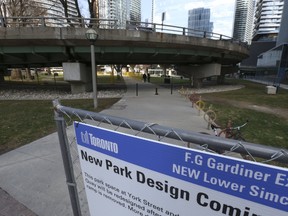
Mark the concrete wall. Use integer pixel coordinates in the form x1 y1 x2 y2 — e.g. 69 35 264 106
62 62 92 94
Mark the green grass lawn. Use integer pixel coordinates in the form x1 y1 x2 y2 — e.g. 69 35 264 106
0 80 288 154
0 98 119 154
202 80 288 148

...

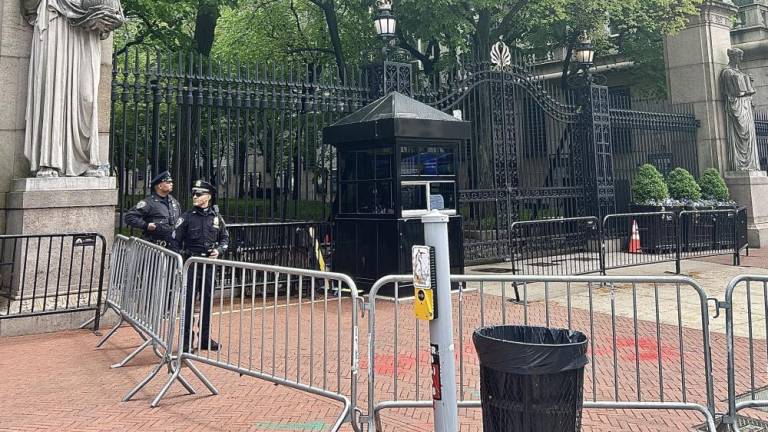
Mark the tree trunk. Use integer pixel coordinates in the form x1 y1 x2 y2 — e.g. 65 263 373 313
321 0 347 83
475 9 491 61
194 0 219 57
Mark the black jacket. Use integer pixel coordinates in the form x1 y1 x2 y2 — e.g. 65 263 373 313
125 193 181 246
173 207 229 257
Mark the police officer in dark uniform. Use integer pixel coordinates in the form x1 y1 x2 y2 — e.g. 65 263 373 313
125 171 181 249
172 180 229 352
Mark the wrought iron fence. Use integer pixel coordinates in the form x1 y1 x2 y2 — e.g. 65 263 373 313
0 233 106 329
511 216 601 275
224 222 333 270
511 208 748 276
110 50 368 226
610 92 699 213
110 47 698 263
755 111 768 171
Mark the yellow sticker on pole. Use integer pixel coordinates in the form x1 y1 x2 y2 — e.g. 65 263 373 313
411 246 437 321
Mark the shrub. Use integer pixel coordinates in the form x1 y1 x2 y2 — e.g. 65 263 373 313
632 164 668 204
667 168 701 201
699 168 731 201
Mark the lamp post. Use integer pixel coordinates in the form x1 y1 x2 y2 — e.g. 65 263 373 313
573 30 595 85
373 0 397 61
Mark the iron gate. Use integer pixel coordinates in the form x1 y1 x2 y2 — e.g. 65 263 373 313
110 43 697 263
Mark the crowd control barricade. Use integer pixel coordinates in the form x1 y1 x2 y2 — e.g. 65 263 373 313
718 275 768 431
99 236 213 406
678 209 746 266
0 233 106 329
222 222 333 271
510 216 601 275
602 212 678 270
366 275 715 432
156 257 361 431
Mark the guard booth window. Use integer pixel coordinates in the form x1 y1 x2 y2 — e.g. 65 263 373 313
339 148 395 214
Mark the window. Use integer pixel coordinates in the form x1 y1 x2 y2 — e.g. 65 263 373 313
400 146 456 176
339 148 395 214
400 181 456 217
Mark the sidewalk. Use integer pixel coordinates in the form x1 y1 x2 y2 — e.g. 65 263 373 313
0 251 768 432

## Task details:
Write out the records verbatim, starting with the line containing "Mark the police" and ending with the line containing "755 111 768 171", with both of those lines included.

## Result of the task:
Mark the police officer in dark uniform. Use integer pixel coordinates in the form x1 y1 x2 y2 — e.g. 65 263 373 313
125 171 181 249
172 180 229 352
Mark the wrought iron fence. Use integer pixel coordinates in the form x1 y1 x2 y2 — e.g. 65 263 373 313
0 233 106 329
511 216 601 275
224 222 333 270
511 208 748 276
110 50 368 226
610 92 699 213
110 47 698 263
755 111 768 171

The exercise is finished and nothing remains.